◆ **Directions**: Edit the lines starting with the line containing "Where is the red" and going on through the line containing "[49,64,76,94]": replace "handwritten" with "printed" and leave everything else unchanged. Return only those lines.

◆ **Provided records**:
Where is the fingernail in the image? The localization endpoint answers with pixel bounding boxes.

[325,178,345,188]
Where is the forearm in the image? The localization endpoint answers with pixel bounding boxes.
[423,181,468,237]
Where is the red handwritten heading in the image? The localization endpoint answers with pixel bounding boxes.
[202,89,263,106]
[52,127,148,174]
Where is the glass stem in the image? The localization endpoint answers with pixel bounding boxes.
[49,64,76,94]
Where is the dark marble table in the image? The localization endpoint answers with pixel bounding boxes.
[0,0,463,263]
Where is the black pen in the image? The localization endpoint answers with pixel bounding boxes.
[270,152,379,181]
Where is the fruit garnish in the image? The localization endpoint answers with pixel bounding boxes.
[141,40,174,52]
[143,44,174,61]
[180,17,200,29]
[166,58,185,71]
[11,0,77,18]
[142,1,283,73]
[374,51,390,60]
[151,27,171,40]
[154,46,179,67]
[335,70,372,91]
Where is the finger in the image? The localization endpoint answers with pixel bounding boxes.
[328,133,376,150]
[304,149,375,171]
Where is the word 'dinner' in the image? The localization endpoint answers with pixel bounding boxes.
--
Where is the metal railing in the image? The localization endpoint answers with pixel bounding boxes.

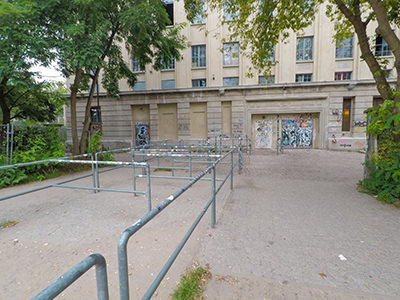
==
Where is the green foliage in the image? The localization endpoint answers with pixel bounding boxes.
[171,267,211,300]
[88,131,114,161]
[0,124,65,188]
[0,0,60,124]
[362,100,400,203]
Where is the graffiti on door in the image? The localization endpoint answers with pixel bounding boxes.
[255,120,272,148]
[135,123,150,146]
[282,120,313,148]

◆ **Solution**:
Where is the red printed heading in the image? The localization endpoint answers with pixel bounding boxes.
[202,89,263,106]
[52,127,148,174]
Where is the glass stem in the image? The localization endpoint answers with pixel bounding boxes.
[49,64,76,94]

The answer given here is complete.